WORK TO BE COMPLETED:
Write each line word for word, from the line that contains "the girl's bare" through the last line of the material below.

-- begin RAW DATA --

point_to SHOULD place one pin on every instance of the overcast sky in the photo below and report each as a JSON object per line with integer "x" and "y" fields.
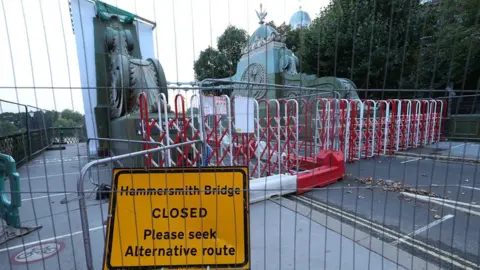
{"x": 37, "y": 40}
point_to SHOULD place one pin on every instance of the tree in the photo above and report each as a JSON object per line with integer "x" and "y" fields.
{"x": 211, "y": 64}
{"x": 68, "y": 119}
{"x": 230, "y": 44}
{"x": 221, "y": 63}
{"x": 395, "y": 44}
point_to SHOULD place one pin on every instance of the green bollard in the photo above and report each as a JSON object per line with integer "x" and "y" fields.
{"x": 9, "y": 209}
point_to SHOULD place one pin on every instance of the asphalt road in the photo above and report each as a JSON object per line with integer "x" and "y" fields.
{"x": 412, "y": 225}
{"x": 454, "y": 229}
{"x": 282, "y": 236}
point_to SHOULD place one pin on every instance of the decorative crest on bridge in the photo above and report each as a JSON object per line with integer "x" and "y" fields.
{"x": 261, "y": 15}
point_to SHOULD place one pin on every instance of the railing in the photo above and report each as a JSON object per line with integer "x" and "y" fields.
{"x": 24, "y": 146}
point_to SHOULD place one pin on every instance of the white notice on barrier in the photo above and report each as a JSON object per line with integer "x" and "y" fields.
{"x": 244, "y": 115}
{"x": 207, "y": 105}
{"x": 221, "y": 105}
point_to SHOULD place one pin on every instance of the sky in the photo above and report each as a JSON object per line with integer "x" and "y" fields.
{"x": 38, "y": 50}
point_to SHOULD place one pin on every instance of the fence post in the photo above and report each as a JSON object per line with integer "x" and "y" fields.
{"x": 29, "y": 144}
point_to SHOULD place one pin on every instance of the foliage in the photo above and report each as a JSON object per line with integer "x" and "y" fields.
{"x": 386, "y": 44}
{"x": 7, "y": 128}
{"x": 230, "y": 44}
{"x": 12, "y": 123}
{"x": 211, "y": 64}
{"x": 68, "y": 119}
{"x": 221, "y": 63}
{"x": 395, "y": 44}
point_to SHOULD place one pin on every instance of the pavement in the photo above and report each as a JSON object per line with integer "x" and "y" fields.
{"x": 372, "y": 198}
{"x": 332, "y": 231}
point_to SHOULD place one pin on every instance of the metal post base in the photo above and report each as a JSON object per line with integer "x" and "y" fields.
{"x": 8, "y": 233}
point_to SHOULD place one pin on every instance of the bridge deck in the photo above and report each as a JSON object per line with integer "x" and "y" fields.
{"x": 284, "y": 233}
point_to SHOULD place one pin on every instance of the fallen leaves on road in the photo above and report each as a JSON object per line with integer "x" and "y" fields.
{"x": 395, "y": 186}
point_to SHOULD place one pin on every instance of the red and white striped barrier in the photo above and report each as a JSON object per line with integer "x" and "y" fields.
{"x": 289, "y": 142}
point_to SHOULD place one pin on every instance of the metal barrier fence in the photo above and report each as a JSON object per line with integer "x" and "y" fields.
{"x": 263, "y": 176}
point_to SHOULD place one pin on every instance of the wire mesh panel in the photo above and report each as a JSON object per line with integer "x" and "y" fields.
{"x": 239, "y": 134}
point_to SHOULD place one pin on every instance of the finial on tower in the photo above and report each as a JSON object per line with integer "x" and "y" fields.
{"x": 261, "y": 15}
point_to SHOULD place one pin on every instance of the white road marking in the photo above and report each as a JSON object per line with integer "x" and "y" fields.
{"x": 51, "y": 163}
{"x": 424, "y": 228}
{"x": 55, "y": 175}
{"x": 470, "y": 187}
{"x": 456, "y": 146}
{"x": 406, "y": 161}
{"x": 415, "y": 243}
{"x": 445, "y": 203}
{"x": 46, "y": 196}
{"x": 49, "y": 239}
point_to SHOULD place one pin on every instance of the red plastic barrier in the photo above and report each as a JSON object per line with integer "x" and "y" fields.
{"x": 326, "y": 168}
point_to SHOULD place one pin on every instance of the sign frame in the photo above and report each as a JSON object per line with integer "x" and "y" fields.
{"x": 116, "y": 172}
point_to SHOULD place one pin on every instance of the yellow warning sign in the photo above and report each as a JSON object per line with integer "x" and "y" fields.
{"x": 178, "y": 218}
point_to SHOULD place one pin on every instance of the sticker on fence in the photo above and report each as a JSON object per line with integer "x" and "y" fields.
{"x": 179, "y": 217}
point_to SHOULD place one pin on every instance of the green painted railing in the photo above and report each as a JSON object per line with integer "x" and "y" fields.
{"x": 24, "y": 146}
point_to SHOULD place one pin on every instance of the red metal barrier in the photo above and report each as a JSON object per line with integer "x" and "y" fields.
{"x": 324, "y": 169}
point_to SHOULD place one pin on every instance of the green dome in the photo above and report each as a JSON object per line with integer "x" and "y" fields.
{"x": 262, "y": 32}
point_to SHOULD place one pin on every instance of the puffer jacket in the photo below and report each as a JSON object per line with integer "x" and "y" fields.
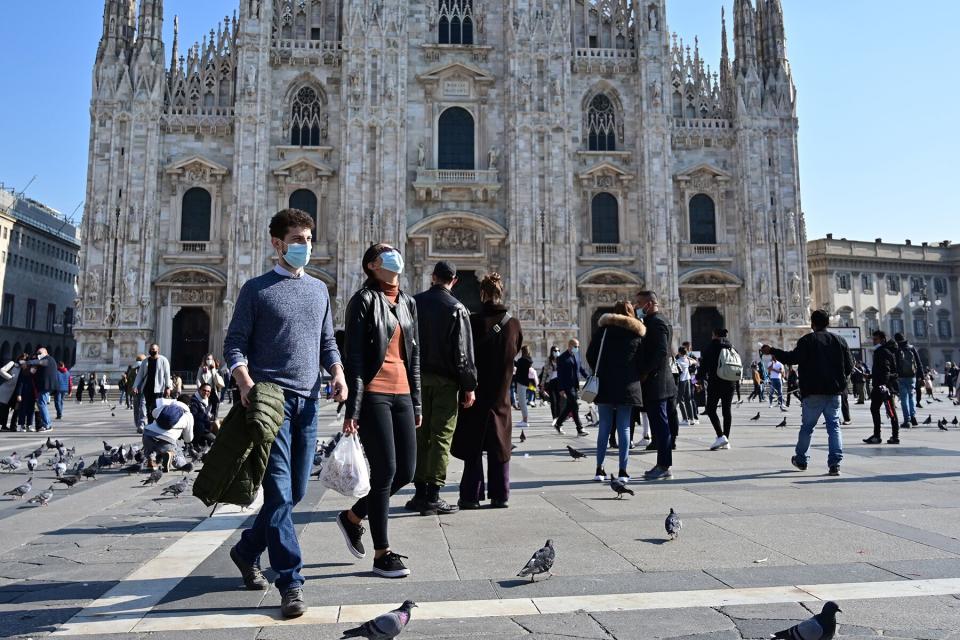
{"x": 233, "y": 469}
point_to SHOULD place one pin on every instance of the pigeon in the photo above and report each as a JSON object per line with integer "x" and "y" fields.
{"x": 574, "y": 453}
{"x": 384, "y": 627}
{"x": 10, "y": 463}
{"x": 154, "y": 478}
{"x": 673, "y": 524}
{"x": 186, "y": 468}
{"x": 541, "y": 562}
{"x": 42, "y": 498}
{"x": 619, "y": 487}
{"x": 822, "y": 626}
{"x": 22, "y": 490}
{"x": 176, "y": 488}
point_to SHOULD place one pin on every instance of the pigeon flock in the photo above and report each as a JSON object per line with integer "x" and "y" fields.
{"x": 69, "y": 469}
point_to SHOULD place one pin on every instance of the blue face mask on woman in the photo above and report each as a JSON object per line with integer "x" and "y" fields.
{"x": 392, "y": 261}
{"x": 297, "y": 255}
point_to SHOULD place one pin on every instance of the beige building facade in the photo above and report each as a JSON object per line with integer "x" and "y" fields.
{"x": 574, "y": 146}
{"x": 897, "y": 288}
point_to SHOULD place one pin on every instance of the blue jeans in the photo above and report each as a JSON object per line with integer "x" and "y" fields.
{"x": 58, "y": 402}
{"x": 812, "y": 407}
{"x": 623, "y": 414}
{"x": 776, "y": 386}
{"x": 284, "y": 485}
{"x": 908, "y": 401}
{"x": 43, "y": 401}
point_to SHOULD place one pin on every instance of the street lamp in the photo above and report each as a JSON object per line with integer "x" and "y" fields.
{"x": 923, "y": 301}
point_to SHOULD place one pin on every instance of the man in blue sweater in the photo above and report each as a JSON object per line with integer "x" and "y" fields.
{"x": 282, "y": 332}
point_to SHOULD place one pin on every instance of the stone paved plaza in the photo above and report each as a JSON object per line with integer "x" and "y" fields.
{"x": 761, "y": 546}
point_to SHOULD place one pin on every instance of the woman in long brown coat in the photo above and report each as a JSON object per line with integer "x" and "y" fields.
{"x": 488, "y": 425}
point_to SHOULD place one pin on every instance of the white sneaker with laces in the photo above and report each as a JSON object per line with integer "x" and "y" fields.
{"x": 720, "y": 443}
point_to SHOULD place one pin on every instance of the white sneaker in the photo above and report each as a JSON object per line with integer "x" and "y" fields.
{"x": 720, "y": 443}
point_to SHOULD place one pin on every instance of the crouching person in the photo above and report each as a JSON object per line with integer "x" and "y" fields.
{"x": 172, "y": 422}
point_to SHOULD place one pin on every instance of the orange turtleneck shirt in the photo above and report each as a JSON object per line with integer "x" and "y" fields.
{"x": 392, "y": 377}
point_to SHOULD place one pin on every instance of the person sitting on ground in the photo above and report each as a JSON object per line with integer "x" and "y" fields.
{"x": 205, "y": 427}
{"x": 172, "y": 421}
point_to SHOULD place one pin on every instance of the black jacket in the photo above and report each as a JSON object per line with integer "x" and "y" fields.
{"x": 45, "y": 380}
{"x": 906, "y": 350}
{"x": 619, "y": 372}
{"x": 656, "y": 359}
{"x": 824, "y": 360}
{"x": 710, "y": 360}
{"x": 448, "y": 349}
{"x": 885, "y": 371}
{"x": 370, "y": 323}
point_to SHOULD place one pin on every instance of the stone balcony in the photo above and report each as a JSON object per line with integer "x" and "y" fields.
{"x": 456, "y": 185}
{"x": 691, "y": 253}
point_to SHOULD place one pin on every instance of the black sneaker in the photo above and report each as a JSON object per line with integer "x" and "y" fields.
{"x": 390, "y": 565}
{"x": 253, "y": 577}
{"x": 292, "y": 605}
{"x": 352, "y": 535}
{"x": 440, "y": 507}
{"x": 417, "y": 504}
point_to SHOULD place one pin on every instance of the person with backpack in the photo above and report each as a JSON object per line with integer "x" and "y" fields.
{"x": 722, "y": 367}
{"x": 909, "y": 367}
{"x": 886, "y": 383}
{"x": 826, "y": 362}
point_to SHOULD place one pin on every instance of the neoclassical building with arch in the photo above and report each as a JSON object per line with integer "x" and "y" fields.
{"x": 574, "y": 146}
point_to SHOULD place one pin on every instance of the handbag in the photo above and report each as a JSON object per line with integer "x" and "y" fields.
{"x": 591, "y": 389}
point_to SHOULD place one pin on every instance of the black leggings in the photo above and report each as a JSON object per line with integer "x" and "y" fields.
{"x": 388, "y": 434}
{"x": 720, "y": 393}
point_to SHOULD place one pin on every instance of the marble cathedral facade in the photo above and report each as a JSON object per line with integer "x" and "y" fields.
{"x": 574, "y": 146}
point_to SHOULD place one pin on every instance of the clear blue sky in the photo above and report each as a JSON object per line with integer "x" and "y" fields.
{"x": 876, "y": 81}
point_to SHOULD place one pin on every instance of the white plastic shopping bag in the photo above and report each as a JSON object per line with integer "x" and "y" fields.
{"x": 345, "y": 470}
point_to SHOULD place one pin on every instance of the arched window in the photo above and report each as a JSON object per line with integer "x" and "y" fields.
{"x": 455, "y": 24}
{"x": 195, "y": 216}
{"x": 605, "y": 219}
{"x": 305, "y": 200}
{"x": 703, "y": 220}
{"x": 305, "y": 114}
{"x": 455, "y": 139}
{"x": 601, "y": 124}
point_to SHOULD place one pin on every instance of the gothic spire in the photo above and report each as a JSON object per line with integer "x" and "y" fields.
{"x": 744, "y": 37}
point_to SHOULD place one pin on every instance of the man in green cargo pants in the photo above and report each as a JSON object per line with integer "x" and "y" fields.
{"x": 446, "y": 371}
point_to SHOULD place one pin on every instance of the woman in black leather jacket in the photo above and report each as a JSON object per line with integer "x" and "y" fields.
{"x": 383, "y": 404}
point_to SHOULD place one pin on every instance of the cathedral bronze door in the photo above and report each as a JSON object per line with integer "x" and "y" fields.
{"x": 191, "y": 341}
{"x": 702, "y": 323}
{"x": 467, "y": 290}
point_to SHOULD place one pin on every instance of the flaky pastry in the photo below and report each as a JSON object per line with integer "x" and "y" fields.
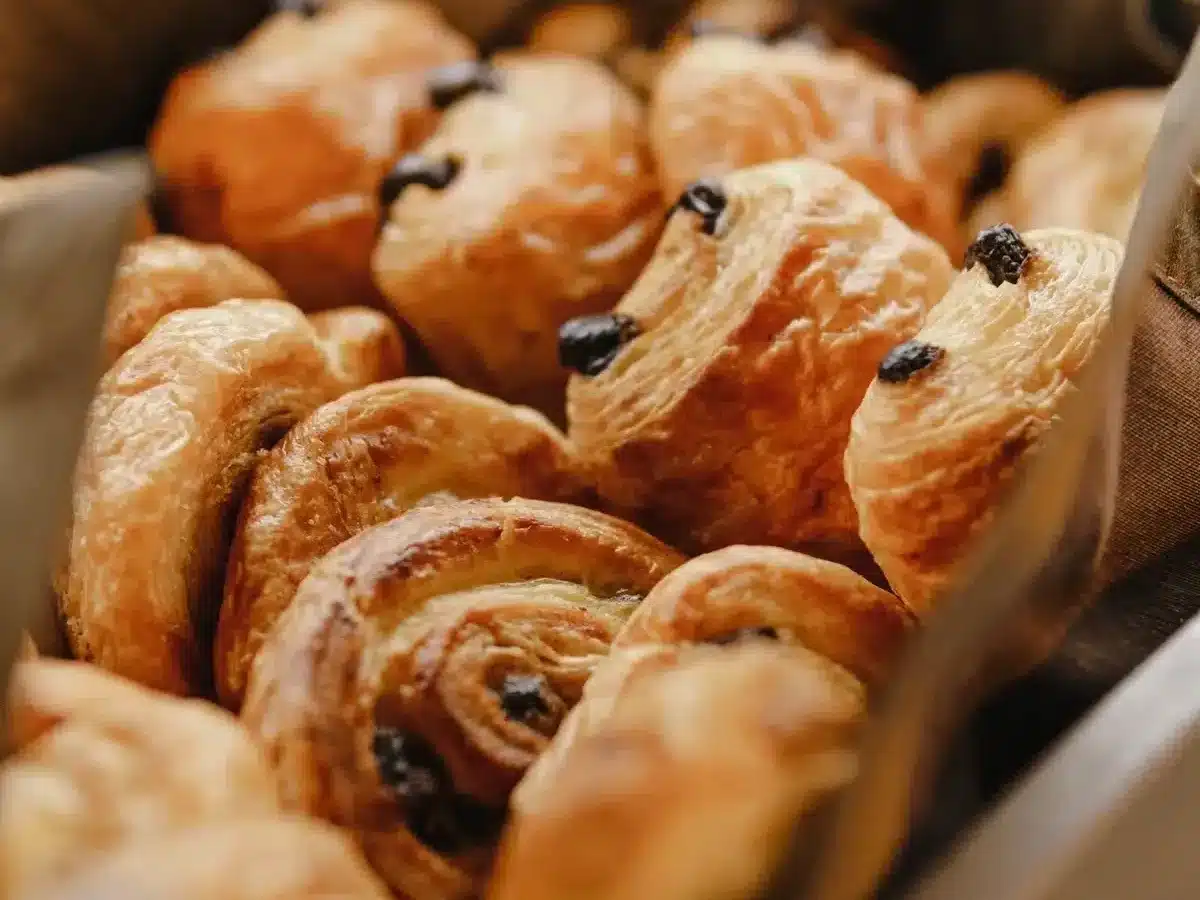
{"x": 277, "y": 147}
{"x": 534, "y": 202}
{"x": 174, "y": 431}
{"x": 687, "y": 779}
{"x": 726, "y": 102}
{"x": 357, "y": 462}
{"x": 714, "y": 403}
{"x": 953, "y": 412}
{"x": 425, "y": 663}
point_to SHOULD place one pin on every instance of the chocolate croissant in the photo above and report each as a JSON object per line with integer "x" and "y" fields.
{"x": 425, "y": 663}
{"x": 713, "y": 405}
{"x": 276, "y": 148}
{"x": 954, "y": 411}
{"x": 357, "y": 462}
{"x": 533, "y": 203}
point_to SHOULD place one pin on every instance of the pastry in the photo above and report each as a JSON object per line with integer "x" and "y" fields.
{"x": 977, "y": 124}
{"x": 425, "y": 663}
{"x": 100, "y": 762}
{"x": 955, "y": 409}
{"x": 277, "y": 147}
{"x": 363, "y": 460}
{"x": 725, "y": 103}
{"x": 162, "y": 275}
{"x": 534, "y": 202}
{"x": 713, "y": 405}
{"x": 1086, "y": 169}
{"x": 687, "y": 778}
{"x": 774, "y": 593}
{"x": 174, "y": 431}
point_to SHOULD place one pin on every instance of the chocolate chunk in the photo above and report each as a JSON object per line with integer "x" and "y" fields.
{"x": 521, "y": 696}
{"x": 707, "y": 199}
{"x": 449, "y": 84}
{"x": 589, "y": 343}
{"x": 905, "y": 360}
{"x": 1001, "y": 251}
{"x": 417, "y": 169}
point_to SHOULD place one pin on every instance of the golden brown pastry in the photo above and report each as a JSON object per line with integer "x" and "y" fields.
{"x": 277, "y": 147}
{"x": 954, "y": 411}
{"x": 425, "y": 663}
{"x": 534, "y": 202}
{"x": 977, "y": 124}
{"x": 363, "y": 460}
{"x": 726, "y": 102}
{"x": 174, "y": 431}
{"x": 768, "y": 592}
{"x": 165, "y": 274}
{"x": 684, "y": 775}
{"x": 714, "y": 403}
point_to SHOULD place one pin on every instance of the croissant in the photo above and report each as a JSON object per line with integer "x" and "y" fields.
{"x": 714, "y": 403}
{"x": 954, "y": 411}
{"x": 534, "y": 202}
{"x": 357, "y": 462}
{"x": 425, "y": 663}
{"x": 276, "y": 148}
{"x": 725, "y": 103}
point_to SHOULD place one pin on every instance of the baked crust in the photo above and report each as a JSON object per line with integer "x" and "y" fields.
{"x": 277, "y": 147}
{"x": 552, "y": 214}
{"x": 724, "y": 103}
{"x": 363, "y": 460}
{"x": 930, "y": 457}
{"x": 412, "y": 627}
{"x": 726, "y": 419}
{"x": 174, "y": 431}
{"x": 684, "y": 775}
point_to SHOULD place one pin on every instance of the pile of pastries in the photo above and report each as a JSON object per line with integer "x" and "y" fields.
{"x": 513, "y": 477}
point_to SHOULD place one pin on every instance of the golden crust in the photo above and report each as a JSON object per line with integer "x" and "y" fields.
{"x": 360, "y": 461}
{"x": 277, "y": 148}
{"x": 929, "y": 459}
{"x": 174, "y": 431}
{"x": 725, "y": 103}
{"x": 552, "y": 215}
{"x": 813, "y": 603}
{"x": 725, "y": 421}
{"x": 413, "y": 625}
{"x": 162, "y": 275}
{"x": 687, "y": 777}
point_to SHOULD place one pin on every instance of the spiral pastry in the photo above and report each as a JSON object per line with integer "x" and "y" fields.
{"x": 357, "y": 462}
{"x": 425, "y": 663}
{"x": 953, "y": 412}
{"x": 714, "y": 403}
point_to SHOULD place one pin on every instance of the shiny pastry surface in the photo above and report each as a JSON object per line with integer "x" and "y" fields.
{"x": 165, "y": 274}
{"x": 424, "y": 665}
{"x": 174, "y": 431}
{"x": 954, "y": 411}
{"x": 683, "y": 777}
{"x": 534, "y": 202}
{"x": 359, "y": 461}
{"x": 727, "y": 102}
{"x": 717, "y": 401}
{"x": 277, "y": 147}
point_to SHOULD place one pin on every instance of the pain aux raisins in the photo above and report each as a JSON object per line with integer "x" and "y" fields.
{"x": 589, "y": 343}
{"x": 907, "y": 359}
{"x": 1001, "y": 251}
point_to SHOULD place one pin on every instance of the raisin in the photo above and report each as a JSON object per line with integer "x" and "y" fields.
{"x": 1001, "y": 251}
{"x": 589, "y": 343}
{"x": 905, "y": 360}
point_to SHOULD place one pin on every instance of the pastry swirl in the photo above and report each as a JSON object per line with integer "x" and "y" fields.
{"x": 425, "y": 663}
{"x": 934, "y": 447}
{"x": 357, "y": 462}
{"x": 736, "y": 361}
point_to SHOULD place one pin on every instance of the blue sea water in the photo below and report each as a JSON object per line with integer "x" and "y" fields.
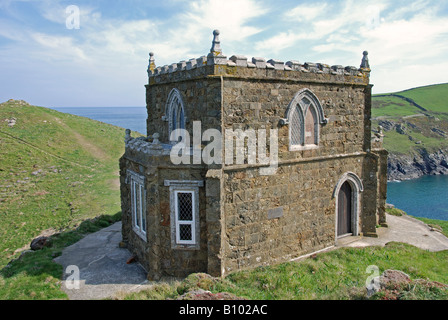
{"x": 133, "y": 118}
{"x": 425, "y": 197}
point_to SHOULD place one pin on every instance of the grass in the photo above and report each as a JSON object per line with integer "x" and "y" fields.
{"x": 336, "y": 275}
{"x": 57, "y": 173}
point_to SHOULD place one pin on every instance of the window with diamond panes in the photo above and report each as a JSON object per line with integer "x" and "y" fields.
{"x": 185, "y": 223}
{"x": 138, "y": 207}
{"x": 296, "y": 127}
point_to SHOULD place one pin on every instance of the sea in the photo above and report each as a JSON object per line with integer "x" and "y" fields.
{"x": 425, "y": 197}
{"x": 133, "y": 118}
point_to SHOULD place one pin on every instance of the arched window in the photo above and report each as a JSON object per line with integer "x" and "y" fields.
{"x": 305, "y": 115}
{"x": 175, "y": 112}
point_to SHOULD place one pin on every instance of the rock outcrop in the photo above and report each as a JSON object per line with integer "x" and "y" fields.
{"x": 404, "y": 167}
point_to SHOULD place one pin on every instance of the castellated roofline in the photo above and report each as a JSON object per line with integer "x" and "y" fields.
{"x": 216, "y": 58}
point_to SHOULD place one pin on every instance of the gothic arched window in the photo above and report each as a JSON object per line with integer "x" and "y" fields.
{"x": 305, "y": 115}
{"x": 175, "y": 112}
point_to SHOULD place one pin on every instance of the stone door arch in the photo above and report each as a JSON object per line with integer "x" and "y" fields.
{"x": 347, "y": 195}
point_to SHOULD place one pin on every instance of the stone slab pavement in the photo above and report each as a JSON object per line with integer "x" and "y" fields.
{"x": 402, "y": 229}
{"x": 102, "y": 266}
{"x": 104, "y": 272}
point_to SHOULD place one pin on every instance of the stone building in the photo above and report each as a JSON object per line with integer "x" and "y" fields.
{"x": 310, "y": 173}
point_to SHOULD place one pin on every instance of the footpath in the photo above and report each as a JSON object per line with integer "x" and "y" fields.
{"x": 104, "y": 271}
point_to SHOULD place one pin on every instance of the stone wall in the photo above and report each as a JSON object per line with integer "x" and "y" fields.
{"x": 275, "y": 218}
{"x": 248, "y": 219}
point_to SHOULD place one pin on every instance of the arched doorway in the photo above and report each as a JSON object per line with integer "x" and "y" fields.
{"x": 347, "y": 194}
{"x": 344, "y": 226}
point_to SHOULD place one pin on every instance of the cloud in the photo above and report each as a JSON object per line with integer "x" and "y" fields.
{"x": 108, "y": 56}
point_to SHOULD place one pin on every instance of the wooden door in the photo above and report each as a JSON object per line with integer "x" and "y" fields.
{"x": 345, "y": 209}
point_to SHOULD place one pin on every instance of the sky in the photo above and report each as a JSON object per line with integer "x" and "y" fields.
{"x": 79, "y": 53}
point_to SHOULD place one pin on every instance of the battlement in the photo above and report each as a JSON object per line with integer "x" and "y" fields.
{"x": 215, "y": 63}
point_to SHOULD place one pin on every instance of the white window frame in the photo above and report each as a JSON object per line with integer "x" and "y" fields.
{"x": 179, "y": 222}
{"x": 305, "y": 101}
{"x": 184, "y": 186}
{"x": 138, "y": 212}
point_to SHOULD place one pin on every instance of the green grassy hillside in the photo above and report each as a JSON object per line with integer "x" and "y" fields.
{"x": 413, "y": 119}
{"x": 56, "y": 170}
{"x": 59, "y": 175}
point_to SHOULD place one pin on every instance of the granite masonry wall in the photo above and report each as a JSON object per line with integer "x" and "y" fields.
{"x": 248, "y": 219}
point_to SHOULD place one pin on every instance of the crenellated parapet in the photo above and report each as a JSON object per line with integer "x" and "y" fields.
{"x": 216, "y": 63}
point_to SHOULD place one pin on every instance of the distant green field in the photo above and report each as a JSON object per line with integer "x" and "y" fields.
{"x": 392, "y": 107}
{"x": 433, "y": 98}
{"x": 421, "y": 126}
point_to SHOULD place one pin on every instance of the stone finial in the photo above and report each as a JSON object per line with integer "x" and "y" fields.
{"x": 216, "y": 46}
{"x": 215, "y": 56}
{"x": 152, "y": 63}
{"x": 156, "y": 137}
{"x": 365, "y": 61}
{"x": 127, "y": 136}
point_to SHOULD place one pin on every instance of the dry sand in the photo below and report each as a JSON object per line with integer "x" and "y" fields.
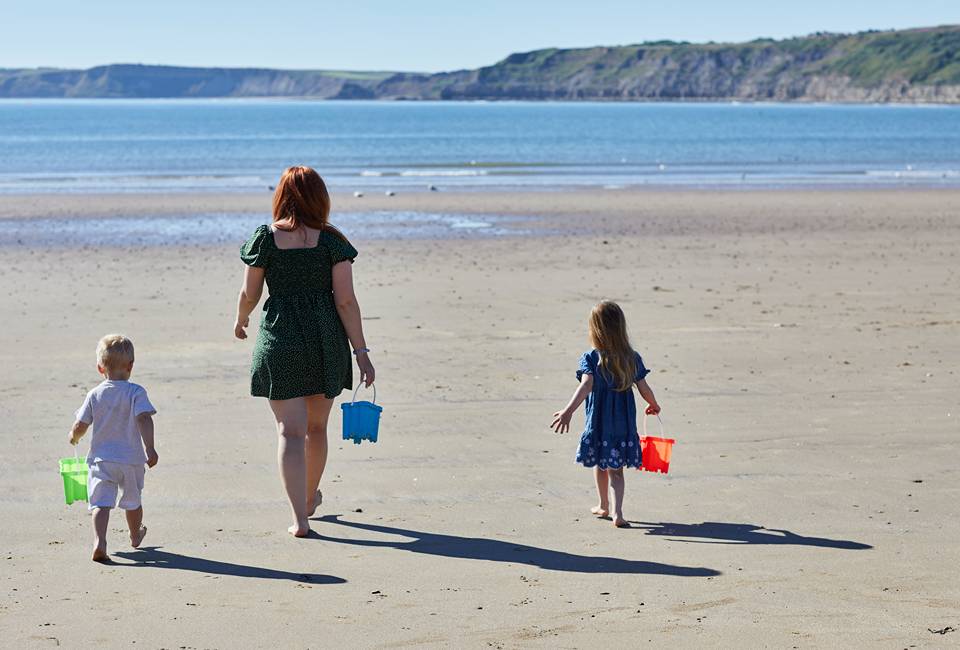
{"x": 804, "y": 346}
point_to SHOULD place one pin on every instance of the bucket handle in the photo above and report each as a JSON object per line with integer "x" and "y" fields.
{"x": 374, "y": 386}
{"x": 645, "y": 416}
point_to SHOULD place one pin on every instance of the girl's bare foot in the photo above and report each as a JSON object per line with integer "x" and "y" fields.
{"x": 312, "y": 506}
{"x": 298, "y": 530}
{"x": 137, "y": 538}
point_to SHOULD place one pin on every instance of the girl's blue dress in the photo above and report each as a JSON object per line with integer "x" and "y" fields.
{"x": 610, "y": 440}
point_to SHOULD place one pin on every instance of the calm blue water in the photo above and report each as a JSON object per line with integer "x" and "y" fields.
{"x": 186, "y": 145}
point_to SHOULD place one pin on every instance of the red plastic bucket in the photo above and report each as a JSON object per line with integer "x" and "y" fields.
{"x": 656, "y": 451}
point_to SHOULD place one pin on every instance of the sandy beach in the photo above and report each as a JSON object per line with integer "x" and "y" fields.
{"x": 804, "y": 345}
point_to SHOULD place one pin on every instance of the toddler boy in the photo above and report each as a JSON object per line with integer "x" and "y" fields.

-- end RAW DATA --

TASK OUTPUT:
point_to SHOULD place one pin on every instance of the girl's bare foot in the photo above and report each as a JSON object per line with integer "x" and "y" fields.
{"x": 312, "y": 506}
{"x": 298, "y": 530}
{"x": 137, "y": 538}
point_to SHOULD place one pin on every instance of the girl's blue dress in the photo above and report each as a JSON object per line with integer "x" and "y" fields.
{"x": 610, "y": 440}
point_to SHOULD place one pin on every instance of the calm blue water in the photo above and report each as a JSON object per line with integer "x" and "y" fields.
{"x": 186, "y": 145}
point_to SHOULD place one pin on every instance of the red plastic bucket in the photo above and report each as a JSON object per line with integer "x" and "y" fields.
{"x": 656, "y": 451}
point_to SHOULD place one pin on every instance of the sandy beach in the photo above and report each as a JSON object per line with integer "x" and "y" fields.
{"x": 804, "y": 345}
point_to SHOULD place one pin on every instance of the toddler boy in the photo above and report each as a JSON object per line with integer "x" and "y" fields.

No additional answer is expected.